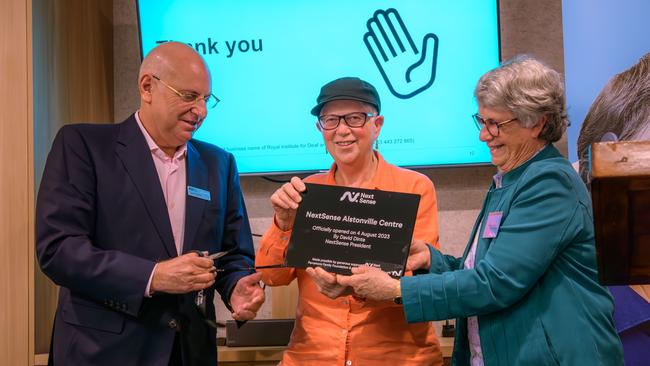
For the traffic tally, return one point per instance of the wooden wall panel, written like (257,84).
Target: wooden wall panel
(16,187)
(73,83)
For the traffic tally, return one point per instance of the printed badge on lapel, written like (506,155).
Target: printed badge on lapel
(198,193)
(492,225)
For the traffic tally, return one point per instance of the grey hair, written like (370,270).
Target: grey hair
(530,90)
(622,107)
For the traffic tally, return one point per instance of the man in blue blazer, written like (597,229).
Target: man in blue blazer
(125,215)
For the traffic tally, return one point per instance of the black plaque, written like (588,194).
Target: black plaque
(339,228)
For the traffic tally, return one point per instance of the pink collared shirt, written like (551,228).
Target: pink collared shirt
(173,181)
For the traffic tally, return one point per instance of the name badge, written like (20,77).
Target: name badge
(198,193)
(492,225)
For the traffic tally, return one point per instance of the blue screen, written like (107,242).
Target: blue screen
(268,60)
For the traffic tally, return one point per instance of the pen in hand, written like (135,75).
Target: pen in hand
(256,267)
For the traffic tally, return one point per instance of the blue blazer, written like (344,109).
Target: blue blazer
(101,226)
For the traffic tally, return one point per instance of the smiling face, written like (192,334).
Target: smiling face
(515,144)
(169,120)
(351,146)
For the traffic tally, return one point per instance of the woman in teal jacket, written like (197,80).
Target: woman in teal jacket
(525,291)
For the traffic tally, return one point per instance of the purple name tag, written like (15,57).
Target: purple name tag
(492,225)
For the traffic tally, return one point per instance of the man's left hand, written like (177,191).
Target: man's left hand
(371,283)
(327,283)
(247,297)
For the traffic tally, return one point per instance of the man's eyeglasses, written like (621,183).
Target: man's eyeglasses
(353,120)
(491,125)
(210,100)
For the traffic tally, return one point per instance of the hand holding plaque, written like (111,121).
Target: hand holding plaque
(339,228)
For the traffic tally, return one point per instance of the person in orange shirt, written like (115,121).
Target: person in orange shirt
(332,326)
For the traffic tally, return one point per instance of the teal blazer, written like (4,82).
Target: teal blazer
(534,287)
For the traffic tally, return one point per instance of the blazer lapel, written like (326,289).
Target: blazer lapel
(134,153)
(197,177)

□ □ □

• [Required action]:
Copy the data word for word. Pictures do not go in the copy.

• [Result of this task]:
For the traffic tally, return one point per instance of the wooden wall panel, written like (257,84).
Target: wooden wall panel
(16,187)
(73,83)
For the traffic tally, return one point per instance of the printed badge on lapel, written like (506,155).
Target: printed badge on lapel
(198,193)
(492,225)
For the traffic tally, return one point per instance of the grey hair, written like (370,270).
Target: grey hair
(530,90)
(622,107)
For the traffic tally, return one point per instance of the man in blue blazer, written like (597,229).
Target: man in blue blazer
(125,215)
For the traffic tally, return one point per instance of the black plaque, written like (588,194).
Target: black plaque
(339,228)
For the traffic tally, return one point per instance of the pink collared shirt, written like (551,228).
Target: pink collared shirt
(173,181)
For the traffic tally, return one point per instance of the name badge, written like (20,77).
Target: name badge
(198,193)
(492,225)
For the traffic tally, return one point per instance of the blue screen, written like (107,242).
Target: blue screen
(268,60)
For the traffic tally, return one point per instance of the pen in hand, written like (135,75).
Target: pen in hand
(256,267)
For the traffic tally, return one point per instance of the blue blazer, written like (344,109).
Target: blue blazer
(101,226)
For the traffic tally, return one point per instance of the smiling face, written like (192,334).
Target: smiling face
(515,144)
(169,120)
(351,146)
For the traffic tally, return one point per instance of the woman in teal jacket, written like (197,80).
Target: woman in teal jacket
(525,291)
For the traffic tally, return one point per instance of the purple name tag, written like (15,57).
Target: purple name tag
(492,225)
For the traffic tally, return one point per instance of the man's left hand, written like (177,191).
Target: man's left hand
(371,283)
(327,283)
(247,297)
For the traffic tally, return one point per instance of the man's eyeglasses, written like (621,183).
Target: man's eyeglasses
(353,120)
(491,125)
(210,100)
For the traffic tally, return one point per instance of the hand holding plaque, written like (111,121).
Target: hand holding plaque
(339,228)
For the traffic tally, return one point per instance of the person in orange shirt, written like (115,121).
Target: person in orange shirt
(332,326)
For the traffic tally, return one point per instance of the teal blazer, written like (4,82).
Target: teal blazer
(534,287)
For the traffic tally, return one point per instance of the blazer lapel, written like (326,289).
Target: blazer lapel
(134,153)
(197,177)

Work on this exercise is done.